# DESCRIPTION OF THE TASK
Convert each line of the items below into a Markdown table with the columns Row and Line, numbering the rows and omitting blank lines. Do not include the pictures.

# GIVEN RECORDS
-----
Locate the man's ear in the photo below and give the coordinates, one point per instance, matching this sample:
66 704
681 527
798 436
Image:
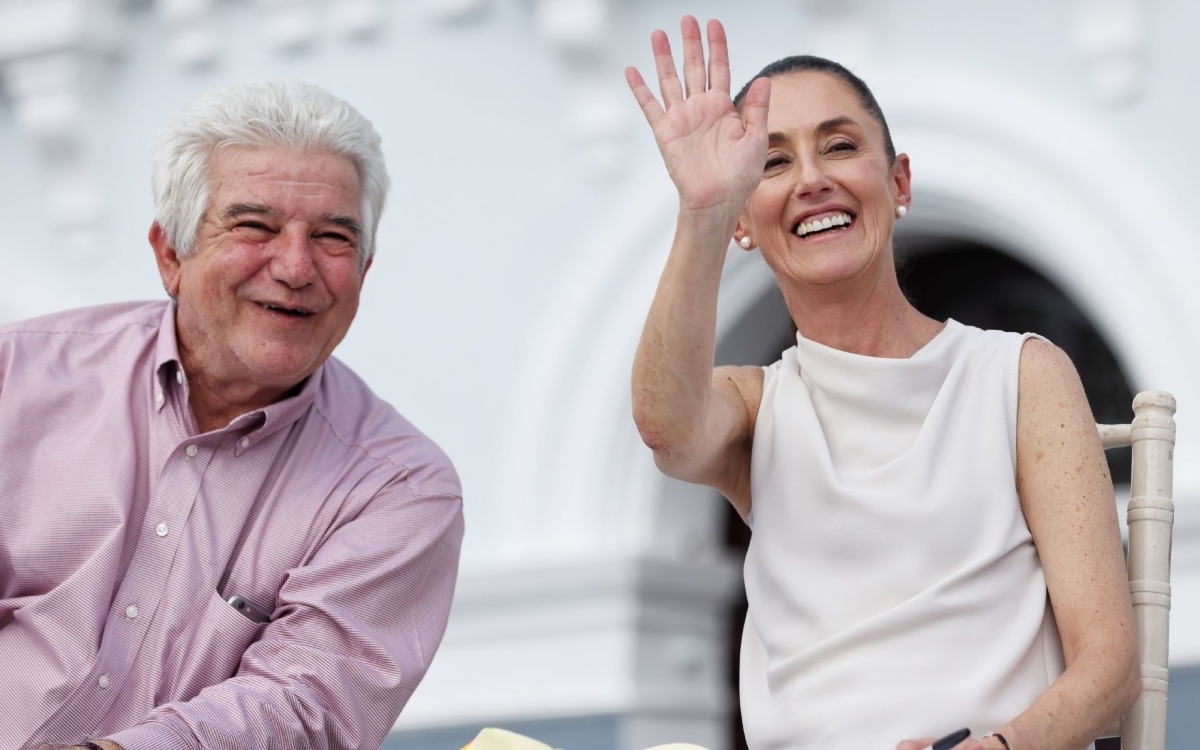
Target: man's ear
167 258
-----
# EXERCISE RESPONSE
| Row | Line |
|---|---|
| 1 | Locate the man's ear in the photo below and give the coordinates, one point per instance, matching this sample: |
| 2 | 66 704 |
| 3 | 681 527 |
| 4 | 798 436 |
| 5 | Image: |
| 6 | Target: man's ear |
| 7 | 167 258 |